--- Extrait fourni ---
Chroniques

par laurent bergnach

Présences George Benjamin – épisode 2
création mondiale de Sintonía d’Oscar Bianchi

Auditorium / Maison de Radio France, Paris
- 8 février 2020
Le Quatuor Diotima créent Sintonía, troisième quatuor à cordes d'Oscar Bianchi
© dr

En résidence à Radio France pour y interpréter Bartók et Schubert (2018-2019), le Quatuor Diotima (fondé en 1996, voilà bientôt un quart de siècle) continue d’occuper les lieux, cette année, avec les derniers opus de Beethoven. Mais, plus qu’aucune autre en France, on sait la formation vouée à des ouvrages neufs, sinon naissants. C’est le cas aujourd’hui, avec quatre pièces conçues entre 2015 et 2019.

Londonien comme George Benjamin, son professeur à King’s College, Tom Coult (né en 1988) a aussi étudié à Manchester avec Camden Reeves et Philip Grange. En amont de son premier opéra, Violet, présenté en juin prochain à l’Aldeburgh Festival of music and arts, découvrons Quatuor à cordes (2018), qui vit le jour sous les doigts du groupe formé par Irvine Arditti. Ses cinq mouvements se veulent « des explorations des divers timbres des cordes jouées à vide » (brochure du festival), timbres d’autant plus riches que les cordes sont soumises à des diminutions de ton – un demi pour le second violon, un entier pour l’alto. Les climats s’enchainent, douze minutes durant : un premier léger et dansant, nourri de pizz’ et de glissandos, un autre plus sombre où le violoncelle joue en basse continue, un suivant qui cultive des plaintes cristallines, tandis qu’un dernier fait entendre volettements et pépiements dans une lumière matinale.

--- Jeu de données ---
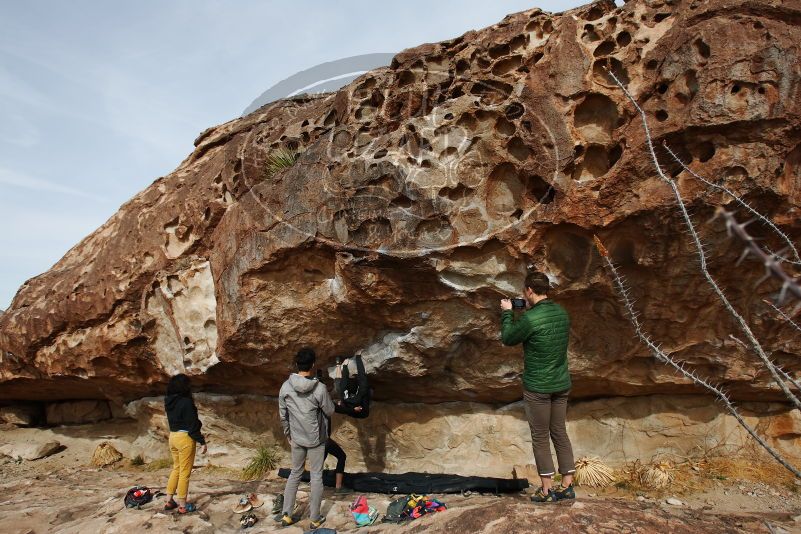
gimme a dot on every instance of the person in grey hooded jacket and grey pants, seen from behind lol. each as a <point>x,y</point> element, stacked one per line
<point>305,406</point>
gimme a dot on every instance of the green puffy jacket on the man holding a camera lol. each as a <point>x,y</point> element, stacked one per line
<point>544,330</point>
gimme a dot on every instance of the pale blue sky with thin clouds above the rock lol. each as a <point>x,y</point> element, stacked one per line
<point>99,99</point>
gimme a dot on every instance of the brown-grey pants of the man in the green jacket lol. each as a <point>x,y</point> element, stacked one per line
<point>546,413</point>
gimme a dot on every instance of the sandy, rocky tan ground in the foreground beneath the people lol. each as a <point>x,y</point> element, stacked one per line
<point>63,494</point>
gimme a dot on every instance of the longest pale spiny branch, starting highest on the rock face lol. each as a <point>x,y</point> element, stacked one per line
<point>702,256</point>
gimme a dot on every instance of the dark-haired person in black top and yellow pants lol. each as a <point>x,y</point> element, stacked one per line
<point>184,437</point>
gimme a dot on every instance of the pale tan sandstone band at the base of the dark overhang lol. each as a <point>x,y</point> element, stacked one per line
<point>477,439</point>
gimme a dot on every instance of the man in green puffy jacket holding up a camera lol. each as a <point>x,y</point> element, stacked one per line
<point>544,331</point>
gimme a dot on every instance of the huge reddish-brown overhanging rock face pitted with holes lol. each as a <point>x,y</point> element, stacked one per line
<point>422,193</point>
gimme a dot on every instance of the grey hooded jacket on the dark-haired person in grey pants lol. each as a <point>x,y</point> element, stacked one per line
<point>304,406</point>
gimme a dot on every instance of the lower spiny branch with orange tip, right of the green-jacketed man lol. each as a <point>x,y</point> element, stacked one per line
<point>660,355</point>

==

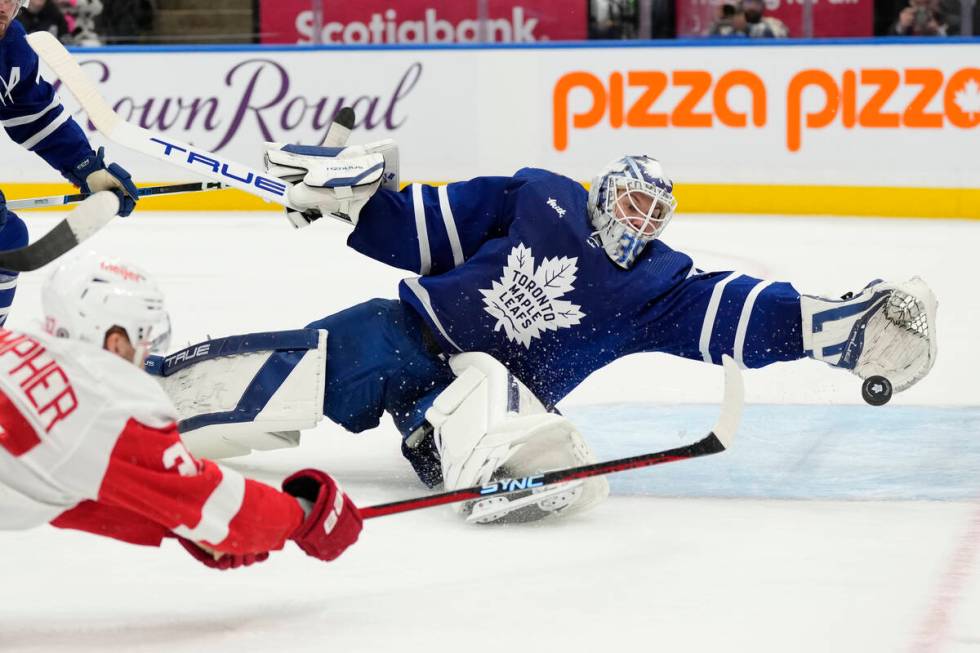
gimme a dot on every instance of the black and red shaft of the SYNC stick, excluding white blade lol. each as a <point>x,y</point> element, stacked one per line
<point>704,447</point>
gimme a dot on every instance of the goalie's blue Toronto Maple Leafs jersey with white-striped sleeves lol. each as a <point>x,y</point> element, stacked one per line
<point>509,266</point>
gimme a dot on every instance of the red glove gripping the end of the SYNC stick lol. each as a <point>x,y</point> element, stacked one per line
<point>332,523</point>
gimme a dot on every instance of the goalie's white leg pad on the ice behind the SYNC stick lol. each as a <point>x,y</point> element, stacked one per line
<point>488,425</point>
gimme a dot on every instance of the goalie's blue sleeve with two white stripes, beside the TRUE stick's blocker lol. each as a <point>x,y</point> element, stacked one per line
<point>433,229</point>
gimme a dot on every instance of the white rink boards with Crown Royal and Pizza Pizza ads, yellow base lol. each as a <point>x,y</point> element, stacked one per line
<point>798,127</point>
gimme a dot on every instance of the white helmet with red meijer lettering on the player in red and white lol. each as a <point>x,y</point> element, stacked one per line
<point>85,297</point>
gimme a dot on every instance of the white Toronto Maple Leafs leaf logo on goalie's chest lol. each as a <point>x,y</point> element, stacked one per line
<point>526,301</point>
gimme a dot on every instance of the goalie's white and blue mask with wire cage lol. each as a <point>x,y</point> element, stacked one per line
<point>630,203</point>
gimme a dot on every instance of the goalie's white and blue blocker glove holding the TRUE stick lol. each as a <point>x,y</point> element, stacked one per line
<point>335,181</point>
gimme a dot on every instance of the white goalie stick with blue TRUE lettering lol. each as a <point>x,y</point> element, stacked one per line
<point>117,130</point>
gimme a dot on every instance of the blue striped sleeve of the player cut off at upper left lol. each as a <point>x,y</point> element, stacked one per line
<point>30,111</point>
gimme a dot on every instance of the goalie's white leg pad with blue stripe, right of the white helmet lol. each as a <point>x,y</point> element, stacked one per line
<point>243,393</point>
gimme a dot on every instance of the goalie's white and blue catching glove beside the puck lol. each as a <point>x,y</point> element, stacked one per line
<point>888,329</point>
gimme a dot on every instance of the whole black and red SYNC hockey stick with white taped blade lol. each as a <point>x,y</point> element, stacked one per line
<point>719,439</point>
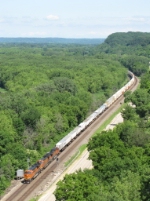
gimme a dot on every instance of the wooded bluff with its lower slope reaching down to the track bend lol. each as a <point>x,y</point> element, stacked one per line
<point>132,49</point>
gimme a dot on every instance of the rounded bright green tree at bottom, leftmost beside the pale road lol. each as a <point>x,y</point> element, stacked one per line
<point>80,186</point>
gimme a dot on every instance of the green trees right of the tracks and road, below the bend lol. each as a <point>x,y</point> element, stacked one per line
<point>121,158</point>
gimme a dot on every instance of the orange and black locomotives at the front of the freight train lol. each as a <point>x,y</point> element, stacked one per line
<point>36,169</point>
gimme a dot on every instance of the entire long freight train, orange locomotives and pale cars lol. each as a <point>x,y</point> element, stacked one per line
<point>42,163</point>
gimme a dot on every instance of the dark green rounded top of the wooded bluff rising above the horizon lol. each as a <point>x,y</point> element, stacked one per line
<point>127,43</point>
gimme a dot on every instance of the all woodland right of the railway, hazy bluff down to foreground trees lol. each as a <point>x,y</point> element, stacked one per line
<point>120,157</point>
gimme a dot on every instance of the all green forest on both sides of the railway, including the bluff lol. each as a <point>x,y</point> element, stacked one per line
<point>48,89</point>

==

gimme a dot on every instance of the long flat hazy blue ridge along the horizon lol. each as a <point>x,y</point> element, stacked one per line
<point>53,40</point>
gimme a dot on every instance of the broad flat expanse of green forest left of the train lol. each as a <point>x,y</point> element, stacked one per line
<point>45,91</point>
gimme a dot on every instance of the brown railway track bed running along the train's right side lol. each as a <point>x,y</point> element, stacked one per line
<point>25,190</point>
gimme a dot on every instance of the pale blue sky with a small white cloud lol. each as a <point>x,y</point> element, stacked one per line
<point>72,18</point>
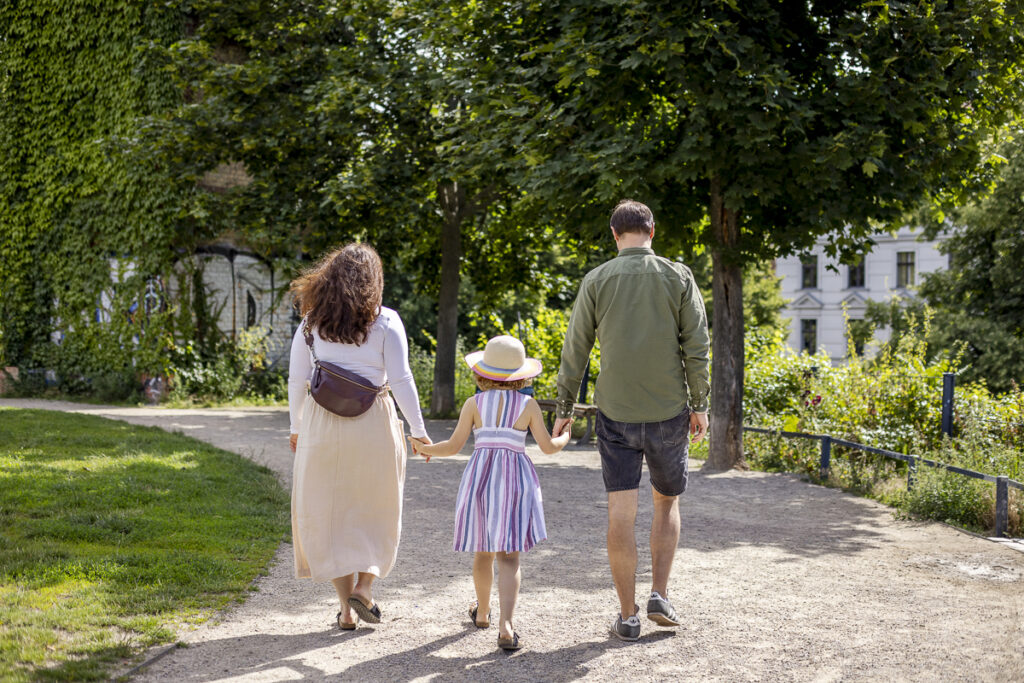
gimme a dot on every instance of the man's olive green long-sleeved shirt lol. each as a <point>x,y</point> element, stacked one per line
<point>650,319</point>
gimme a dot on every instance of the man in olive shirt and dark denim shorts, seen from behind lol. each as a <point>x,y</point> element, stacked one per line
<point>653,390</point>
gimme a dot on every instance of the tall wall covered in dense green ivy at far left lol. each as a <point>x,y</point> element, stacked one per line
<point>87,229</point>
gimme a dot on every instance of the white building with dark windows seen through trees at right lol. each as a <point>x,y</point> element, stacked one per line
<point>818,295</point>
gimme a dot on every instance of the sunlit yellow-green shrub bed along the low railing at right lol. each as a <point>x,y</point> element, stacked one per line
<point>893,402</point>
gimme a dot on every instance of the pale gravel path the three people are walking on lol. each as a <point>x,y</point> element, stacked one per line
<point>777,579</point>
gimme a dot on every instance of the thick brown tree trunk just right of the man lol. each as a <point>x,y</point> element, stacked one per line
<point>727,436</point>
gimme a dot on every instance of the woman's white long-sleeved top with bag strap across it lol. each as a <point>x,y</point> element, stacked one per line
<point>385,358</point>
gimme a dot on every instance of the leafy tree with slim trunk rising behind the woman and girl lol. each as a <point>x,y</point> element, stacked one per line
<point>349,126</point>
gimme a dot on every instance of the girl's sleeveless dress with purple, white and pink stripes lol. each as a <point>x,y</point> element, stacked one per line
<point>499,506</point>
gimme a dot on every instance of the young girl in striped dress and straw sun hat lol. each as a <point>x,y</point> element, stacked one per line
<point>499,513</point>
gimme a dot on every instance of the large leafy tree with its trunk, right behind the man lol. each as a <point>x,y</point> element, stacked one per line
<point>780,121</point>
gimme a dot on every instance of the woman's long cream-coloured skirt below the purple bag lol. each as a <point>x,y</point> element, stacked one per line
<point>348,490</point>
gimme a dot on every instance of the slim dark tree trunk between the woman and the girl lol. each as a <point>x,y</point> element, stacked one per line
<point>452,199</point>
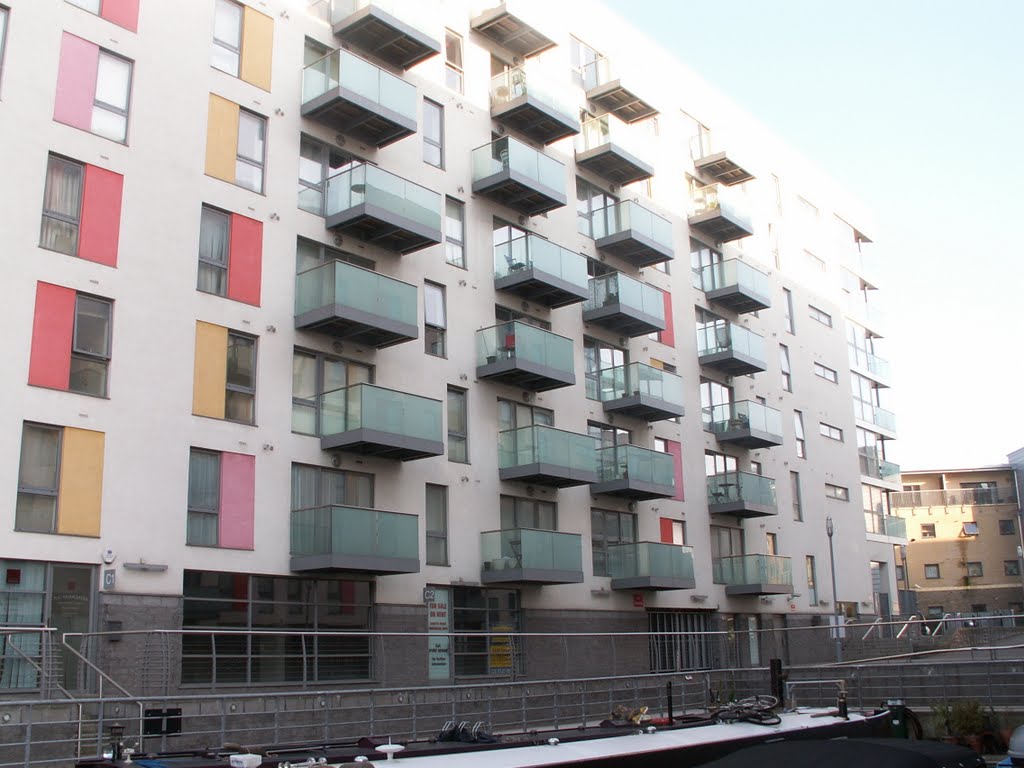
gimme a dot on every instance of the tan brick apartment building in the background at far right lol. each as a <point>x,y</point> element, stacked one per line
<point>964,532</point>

--- Consigne ---
Pouvez-vous changer « Beethoven » en « Haydn » dans le passage de l'extrait qui va de « par laurent bergnach » à « 2015 et 2019. », puis recopier ce passage ainsi modifié ?

--- Zone de réponse ---
par laurent bergnach

Présences George Benjamin – épisode 2
création mondiale de Sintonía d’Oscar Bianchi

Auditorium / Maison de Radio France, Paris
- 8 février 2020
Le Quatuor Diotima créent Sintonía, troisième quatuor à cordes d'Oscar Bianchi
© dr

En résidence à Radio France pour y interpréter Bartók et Schubert (2018-2019), le Quatuor Diotima (fondé en 1996, voilà bientôt un quart de siècle) continue d’occuper les lieux, cette année, avec les derniers opus de Haydn. Mais, plus qu’aucune autre en France, on sait la formation vouée à des ouvrages neufs, sinon naissants. C’est le cas aujourd’hui, avec quatre pièces conçues entre 2015 et 2019.